▶ **Dataset extract**:
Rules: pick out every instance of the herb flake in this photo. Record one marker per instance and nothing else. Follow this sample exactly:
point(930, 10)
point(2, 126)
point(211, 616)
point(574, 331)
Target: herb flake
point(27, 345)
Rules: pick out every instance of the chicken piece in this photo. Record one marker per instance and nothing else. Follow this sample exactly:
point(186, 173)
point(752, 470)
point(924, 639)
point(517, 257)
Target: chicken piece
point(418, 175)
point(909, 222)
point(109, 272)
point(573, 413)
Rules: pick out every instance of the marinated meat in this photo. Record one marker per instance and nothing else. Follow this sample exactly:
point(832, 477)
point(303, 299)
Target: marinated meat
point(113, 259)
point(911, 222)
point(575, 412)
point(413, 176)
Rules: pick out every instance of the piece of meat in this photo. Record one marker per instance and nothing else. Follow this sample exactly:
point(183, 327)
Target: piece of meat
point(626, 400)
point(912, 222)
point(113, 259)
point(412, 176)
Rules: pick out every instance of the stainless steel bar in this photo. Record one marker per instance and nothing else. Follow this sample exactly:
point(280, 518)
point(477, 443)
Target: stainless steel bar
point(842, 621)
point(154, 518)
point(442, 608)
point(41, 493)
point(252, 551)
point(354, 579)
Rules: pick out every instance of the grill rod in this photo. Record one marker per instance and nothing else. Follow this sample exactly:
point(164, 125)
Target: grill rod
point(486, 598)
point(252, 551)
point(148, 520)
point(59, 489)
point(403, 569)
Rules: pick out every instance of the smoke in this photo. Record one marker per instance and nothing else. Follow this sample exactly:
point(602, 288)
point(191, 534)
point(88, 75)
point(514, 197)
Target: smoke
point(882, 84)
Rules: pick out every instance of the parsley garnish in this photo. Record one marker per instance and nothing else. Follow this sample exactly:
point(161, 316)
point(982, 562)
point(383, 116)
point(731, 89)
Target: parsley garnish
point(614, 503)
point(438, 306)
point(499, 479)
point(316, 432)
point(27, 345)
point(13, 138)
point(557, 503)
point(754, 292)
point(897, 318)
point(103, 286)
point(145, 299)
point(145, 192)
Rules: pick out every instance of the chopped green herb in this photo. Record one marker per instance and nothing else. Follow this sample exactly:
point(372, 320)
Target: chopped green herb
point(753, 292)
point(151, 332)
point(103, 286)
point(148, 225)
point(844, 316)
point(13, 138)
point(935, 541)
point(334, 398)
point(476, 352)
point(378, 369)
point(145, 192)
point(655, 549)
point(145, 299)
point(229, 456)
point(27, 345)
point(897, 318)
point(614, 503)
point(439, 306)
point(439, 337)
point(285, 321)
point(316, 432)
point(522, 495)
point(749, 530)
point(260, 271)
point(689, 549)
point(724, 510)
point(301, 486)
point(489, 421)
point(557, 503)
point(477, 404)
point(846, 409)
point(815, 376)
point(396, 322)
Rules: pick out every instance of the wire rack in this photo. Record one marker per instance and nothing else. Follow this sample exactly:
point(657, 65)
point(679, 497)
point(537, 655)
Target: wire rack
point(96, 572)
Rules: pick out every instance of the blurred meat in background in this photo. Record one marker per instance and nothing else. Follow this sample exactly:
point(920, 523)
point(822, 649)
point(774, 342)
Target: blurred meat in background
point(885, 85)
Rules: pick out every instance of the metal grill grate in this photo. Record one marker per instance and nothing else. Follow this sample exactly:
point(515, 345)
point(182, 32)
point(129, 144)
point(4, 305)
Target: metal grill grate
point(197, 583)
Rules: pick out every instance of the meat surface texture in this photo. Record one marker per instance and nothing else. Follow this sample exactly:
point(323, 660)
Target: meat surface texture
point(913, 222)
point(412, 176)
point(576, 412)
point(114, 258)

▶ **Problem description**:
Set down everything from the line containing "Rules: pick out every instance of the chicken" down to the line containing "point(573, 413)", both included, character for character.

▶ **Response to this exercise**:
Rules: pick out every instance of the chicken piece in this photo. Record one marker per instance and nothing else. Follow this sample exactly:
point(186, 173)
point(752, 470)
point(924, 639)
point(517, 257)
Target: chicken piece
point(418, 175)
point(909, 222)
point(109, 272)
point(573, 413)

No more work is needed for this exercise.